**Using the information**
A. Name every person mentioned by name in the border post report.
B. Copy word for word the stretch of the border post report from "She admonished border" through "the present stage.".

=== Extracted text ===

Nigeria’s Minister of State for Transportation, Sen. Gbemisola Saraki, says the emergence of Co-Chair for the Joint Border Post will strengthen bilateral relationships and ensure the facility meets the March 31 handover deadline.
Saraki, during the inspection of the joint border facility at Seme-Krake on Monday, added that the deadline for the facility handover was set by the European Union.
The co-chair for both countries include Mrs Agalasi Ehigie, Director Road Transport and Mass Transit Administration, Federal Ministry of Transportation for Nigeria and Mr Ani-Toure Lamine for the Republic of Benin.
Saraki, represented by Ehigie, noted that the lockdown imposed by the COVID-19 pandemic and the elevation of the previous co-chair had affected and slowed down work at the post.
She admonished border agencies that though the task at hand was quite challenging, their cooperation and synergy must be at optimum for effective operationalisation.
“I commend the Economic Community for West African States (ECOWAS) Commission for dedicatedly taking this project to the present stage.

=== Data for review ===

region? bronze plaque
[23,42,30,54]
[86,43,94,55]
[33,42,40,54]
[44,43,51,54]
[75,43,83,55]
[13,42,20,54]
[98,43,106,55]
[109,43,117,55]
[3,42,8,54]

===

**Responses per task**
A.
- Gbemisola Saraki
- Agalasi Ehigie
- Ani-Toure Lamine

B.
She admonished border agencies that though the task at hand was quite challenging, their cooperation and synergy must be at optimum for effective operationalisation.
“I commend the Economic Community for West African States (ECOWAS) Commission for dedicatedly taking this project to the present stage.